## PAGINAFRAGMENT

Brief regering : Fiche: Mededeling EU dronestrategie 2.0
22 112 Nieuwe Commissievoorstellen en initiatieven van de lidstaten van de Europese Unie
Nr. 3621
BRIEF VAN DE MINISTER VAN BUITENLANDSE ZAKEN
Aan de Voorzitter van de Tweede Kamer der Staten-Generaal
Den Haag, 27 januari 2023
Overeenkomstig de bestaande afspraken ontvangt u hierbij 6 fiches die werden opgesteld
door de werkgroep Beoordeling Nieuwe Commissie voorstellen (BNC).
Fiche: Verordening certificeringskader voor koolstofverwijdering (Kamerstuk 22 112, nr. 3618)
Fiche: Mededeling beleidskader bioplastics (Kamerstuk 22 112, nr. 3619)
Fiche: Verordening inzake Verpakkingen en Verpakkingsafval (Kamerstuk 22 112, nr. 3620)
Fiche: Mededeling EU dronestrategie 2.0
Fiche: Wijziging Gemeenschapsmodellenverordening en Herschikking Modellenrichtlijn
(Kamerstuk 22 112, nr. 3622)
Fiche: Mededeling EU mondiale gezondheidsstrategie (Kamerstuk 22 112, nr. 3623)
De Minister van Buitenlandse Zaken,
W.B. Hoekstra
Fiche: Mededeling EU dronestrategie 2.0
1. Algemene gegevens
a) Titel voorstel
Een dronestrategie 2.0 voor een slim en duurzaam ecosysteem voor onbemande luchtvaartuigen
in Europa
b) Datum ontvangst Commissiedocument
november 2022
c) Nr. Commissiedocument
COM(2022) 652
d) EUR-Lex
https://eur-lex.europa.eu/legal-content/NL/TXT/?uri=CELEX:52022DC0652&q…
e) Nr. Impact assessment Commissie en Opinie Raad voor Regelgevingstoetsing
Niet van toepassing
f) Behandelingstraject Raad
Raad voor Transport, Telecom en Energie (Transport)
g) Eerstverantwoordelijk ministerie
Ministerie van Infrastructuur en Waterstaat
2. Essentie voorstel
In het kader van de Europese Green Deal
1 wordt door de Europese Unie gewerkt aan een groene en digitale transitie van de vervoerssector.
Om deze transitie mede vorm te geven heeft de Europese Commissie (hierna: Commissie)

## OPGESOMDE GEGEVENS
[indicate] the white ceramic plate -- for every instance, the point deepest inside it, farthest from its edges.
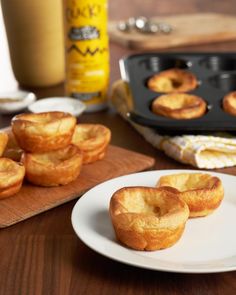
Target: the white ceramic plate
(62, 104)
(208, 244)
(15, 101)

## OEFENOPDRACHTEN
A - Welk ministerie is volgens de fiche over de EU-dronestrategie als eerste verantwoordelijk?
B - Schrijf uit de fiche over de EU-dronestrategie alles woordelijk over, vanaf "Fiche: Mededeling beleidskader" tot en met "112, nr. 3623)".
C - Schrijf de fiche over de EU-dronestrategie verder, vanaf de plek waar de tekst ophoudt.

## ANTWOORDEN PER OPDRACHT
A - Het Ministerie van Infrastructuur en Waterstaat.

B -
Fiche: Mededeling beleidskader bioplastics (Kamerstuk 22 112, nr. 3619)
Fiche: Verordening inzake Verpakkingen en Verpakkingsafval (Kamerstuk 22 112, nr. 3620)
Fiche: Mededeling EU dronestrategie 2.0
Fiche: Wijziging Gemeenschapsmodellenverordening en Herschikking Modellenrichtlijn
(Kamerstuk 22 112, nr. 3622)
Fiche: Mededeling EU mondiale gezondheidsstrategie (Kamerstuk 22 112, nr. 3623)

C -
deze dronestrategie 2.0 voor een slim en duurzaam ecosysteem voor onbemande luchtvaartuigen2 in Europa opgesteld. Deze strategie is een vervolg op de mededeling van de Commissie
«Een nieuw tijdperk voor de luchtvaart: De openstelling van de luchtvaartmarkt voor
het veilige en duurzame civiele gebruik van op afstand bestuurde luchtvaartuigen»3 uit 2014 en richt zich op het verder ontwikkelen van het drone-ecosysteem in de EU.
De visie van de Commissie is dat in 2030 een Europese markt voor drones bestaat van
14,5 miljard euro. Met deze ontwikkeling worden naar verwachting 145.000 banen binnen
de EU gecreëerd.
Om deze visie te realiseren is de Commissie voornemens om meerdere activiteiten te
ontwikkelen die bijdragen aan twee doelen: 1) het ontwikkelen van een EU-markt voor
drones, en 2) het versterken van de capaciteiten en synergiën van de Europese civiele,
veiligheids- en defensie-industrie.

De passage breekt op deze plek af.